### TASK PROMPT
Print the listing below verbatim, keeping every line unchanged from start to finish.
★ ★ ★ ★ ★ ★ ★
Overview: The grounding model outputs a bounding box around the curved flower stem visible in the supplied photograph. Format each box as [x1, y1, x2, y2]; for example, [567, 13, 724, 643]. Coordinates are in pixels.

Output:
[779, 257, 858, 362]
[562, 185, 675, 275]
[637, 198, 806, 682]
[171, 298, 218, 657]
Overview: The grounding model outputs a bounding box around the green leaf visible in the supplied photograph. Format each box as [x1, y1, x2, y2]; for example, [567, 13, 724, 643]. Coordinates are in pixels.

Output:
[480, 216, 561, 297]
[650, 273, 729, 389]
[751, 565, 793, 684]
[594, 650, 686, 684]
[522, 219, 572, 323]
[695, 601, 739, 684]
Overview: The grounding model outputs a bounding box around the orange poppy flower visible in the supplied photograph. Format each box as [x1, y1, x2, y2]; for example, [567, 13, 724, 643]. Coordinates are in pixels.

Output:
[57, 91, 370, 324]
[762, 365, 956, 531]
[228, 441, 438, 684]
★ ★ ★ ★ ★ ★ ★
### WRITTEN SOLUTION
Overview: The grounding model outputs a bounding box around the curved flower stem visible in the supplied photograph. Format each box as [x1, y1, x2, y2]; for example, [567, 13, 724, 643]. Coordinates are in pixels.

Output:
[779, 257, 858, 362]
[562, 185, 675, 275]
[637, 198, 806, 682]
[171, 298, 218, 657]
Overview: The grounding model outputs a bounding box around the green leaf visible in the supplied photograph. Format each box as [x1, y1, x2, y2]; for example, [567, 13, 724, 643]. Coordinates are in pixels.

Output:
[480, 216, 561, 297]
[650, 273, 729, 389]
[751, 565, 793, 684]
[594, 650, 686, 684]
[522, 219, 572, 323]
[695, 601, 739, 684]
Overview: The grounding model outputs a bounding box around the orange poppy flower visible in the supplied photograph. Format each box as [x1, y1, x2, y2]; for example, [567, 13, 724, 643]. Coordinates are in pixels.

Output:
[57, 91, 370, 324]
[762, 365, 956, 531]
[228, 441, 438, 684]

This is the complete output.